Reproduisez mot pour mot tout ce qui va de la ligne contenant « the vanity countertop » jusqu'à la fin des enregistrements ci-dessous, ces deux bornes comprises.

Données extraites d'une collection:
.....
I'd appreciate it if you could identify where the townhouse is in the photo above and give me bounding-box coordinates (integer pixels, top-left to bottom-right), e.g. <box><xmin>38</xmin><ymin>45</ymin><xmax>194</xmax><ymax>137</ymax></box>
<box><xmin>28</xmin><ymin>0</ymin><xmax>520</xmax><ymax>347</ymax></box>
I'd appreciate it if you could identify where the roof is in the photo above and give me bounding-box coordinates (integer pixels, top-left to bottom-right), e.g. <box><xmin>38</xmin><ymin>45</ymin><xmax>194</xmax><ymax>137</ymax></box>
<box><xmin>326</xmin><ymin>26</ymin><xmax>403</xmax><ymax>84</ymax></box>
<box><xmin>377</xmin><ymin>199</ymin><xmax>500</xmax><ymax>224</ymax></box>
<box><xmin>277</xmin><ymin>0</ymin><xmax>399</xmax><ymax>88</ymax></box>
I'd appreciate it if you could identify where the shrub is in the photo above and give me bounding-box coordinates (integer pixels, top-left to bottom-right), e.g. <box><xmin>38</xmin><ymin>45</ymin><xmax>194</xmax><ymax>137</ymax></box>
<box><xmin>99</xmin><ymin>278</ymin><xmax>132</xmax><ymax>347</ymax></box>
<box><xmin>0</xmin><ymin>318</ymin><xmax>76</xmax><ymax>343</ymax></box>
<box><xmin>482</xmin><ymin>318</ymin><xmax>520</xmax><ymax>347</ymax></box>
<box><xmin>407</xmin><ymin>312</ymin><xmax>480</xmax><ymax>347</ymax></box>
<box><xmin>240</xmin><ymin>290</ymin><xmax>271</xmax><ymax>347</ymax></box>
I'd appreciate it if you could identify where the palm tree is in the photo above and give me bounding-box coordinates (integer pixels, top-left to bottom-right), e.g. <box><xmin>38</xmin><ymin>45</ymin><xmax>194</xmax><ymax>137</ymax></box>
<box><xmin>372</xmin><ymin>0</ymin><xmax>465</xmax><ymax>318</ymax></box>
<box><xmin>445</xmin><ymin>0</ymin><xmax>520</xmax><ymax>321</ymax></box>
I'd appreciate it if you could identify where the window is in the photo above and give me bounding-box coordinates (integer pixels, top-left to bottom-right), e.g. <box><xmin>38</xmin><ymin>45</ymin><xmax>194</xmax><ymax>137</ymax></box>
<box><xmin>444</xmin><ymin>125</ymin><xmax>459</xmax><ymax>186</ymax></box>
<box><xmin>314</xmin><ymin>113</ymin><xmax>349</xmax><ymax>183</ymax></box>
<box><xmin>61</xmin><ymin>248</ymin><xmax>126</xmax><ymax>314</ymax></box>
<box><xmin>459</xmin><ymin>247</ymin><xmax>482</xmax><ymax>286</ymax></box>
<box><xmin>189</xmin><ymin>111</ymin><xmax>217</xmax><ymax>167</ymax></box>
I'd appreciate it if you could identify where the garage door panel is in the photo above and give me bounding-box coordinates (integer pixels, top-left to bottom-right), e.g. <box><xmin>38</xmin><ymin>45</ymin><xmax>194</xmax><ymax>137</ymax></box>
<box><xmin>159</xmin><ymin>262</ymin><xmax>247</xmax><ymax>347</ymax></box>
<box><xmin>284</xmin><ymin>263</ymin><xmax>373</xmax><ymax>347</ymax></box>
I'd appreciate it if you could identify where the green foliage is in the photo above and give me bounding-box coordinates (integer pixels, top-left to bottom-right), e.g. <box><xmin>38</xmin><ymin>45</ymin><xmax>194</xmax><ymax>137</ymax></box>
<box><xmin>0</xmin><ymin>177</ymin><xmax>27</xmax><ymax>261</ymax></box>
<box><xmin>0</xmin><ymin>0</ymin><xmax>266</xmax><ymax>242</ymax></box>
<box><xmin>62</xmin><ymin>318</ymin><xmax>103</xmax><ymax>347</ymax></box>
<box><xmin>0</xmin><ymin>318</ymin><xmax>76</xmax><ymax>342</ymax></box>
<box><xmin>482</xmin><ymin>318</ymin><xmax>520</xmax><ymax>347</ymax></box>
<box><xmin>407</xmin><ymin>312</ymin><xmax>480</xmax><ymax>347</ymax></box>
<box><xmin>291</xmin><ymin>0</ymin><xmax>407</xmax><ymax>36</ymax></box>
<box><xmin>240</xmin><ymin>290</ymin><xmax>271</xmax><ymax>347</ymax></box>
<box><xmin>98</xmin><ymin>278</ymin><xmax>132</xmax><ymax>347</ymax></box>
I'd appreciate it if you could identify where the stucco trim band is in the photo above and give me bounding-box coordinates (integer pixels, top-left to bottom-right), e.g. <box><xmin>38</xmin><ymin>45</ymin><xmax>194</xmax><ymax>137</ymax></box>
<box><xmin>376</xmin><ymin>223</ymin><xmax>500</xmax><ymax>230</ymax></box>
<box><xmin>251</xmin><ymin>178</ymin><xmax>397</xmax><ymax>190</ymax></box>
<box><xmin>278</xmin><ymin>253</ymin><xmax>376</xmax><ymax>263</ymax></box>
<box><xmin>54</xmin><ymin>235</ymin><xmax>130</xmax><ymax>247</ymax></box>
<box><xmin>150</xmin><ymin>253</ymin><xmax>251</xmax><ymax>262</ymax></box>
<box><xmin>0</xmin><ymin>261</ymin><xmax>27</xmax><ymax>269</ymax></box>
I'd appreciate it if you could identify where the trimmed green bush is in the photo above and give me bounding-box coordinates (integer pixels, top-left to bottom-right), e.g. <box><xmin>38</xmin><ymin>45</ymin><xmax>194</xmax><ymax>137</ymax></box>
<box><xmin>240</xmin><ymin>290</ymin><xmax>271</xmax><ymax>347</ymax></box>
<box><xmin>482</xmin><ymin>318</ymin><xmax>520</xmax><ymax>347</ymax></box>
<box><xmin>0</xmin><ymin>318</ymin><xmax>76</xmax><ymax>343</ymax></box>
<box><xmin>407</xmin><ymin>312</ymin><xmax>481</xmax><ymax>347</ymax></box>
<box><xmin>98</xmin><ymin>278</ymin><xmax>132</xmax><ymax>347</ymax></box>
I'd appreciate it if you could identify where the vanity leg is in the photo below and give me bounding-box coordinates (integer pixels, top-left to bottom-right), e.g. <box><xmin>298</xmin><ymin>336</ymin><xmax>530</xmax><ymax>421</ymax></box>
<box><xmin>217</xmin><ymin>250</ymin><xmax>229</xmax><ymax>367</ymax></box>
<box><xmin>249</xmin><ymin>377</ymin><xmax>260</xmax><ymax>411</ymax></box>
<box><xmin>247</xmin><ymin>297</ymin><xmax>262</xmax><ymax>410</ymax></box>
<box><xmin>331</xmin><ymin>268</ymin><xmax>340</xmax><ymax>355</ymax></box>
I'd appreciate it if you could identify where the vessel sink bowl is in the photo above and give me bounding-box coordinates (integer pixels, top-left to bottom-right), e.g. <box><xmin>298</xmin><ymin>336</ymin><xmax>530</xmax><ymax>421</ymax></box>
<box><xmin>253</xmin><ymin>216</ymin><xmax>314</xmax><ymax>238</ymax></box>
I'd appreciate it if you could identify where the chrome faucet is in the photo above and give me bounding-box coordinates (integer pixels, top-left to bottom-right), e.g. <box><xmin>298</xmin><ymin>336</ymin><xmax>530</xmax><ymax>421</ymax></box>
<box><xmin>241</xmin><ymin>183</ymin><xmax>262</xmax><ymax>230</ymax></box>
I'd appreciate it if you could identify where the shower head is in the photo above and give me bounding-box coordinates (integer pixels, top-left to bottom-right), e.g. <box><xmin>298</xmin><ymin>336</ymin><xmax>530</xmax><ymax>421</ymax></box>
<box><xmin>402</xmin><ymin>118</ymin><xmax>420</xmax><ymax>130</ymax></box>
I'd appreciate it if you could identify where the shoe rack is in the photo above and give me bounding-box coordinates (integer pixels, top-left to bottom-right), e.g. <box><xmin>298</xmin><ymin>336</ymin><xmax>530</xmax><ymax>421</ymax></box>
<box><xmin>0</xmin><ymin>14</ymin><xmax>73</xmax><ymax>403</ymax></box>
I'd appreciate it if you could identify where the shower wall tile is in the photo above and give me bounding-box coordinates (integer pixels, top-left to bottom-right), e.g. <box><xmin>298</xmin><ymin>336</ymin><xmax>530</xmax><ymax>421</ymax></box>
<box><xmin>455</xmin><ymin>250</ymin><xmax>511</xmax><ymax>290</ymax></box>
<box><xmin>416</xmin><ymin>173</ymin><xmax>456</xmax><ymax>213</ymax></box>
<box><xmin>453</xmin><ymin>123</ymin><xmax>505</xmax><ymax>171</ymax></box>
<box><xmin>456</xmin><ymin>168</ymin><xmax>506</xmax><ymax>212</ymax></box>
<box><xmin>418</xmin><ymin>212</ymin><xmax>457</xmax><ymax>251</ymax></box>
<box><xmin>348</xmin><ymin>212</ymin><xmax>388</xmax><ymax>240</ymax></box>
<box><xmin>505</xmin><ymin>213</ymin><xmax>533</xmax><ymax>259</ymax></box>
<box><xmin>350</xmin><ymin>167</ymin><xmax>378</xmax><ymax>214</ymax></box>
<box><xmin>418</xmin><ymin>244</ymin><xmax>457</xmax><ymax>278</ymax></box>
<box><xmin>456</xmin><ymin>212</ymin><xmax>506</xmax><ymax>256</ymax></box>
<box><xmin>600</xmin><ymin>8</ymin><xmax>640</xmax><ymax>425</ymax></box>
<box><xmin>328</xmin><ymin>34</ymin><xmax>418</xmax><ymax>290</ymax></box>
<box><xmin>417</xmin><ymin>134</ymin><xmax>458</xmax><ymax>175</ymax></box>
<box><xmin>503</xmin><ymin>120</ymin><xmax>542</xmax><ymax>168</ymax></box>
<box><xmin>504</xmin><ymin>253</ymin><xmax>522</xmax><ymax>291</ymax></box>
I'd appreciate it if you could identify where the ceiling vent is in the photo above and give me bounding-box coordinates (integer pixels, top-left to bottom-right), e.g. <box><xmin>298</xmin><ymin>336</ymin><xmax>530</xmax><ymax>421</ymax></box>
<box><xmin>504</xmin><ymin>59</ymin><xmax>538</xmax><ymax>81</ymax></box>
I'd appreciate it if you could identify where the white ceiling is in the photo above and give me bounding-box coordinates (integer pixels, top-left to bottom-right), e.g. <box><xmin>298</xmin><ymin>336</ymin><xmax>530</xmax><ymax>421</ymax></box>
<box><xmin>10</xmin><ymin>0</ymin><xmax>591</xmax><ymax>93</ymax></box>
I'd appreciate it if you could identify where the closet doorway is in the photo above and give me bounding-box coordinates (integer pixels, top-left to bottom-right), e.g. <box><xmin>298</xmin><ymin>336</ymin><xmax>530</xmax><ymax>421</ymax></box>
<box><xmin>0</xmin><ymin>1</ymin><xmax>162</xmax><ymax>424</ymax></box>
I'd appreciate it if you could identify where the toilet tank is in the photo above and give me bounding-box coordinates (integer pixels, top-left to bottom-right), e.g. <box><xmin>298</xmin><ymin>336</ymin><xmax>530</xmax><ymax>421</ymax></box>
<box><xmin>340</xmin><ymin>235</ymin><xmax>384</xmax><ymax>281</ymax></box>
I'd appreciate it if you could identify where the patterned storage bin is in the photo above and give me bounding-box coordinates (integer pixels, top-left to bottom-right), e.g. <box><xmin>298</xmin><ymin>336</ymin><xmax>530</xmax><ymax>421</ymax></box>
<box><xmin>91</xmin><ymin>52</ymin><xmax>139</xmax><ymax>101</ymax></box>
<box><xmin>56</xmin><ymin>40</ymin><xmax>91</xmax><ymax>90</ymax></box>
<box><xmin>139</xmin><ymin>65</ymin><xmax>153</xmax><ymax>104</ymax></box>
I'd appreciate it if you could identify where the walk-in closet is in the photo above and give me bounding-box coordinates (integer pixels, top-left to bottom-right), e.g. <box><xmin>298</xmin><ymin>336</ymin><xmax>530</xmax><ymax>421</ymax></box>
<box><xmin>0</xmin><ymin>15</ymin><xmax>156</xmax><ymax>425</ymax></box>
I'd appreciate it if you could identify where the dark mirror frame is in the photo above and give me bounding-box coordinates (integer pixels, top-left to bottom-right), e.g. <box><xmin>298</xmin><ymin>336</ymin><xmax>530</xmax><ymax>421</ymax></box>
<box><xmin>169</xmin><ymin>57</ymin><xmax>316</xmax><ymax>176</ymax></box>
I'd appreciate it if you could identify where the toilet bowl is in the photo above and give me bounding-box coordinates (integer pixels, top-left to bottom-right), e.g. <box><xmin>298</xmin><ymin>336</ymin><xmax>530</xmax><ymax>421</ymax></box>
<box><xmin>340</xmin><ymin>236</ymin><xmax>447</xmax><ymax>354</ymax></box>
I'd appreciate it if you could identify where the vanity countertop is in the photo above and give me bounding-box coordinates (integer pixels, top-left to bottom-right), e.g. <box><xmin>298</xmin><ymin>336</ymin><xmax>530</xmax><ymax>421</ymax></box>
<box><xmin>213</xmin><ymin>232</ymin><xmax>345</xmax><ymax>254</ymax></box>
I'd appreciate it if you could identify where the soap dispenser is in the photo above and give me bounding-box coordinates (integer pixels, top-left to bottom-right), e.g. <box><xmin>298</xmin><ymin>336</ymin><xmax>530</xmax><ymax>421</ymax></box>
.....
RÉPONSE DÉTAILLÉE:
I'd appreciate it if you could identify where the vanity countertop is in the photo above and give me bounding-box coordinates (integer pixels, top-left to bottom-right), e.g. <box><xmin>298</xmin><ymin>336</ymin><xmax>530</xmax><ymax>421</ymax></box>
<box><xmin>213</xmin><ymin>232</ymin><xmax>345</xmax><ymax>254</ymax></box>
I'd appreciate it if you could identify where the soap dispenser is in the photo above and give me bounding-box coordinates (integer pixels, top-left to bottom-right), e.g. <box><xmin>298</xmin><ymin>336</ymin><xmax>530</xmax><ymax>421</ymax></box>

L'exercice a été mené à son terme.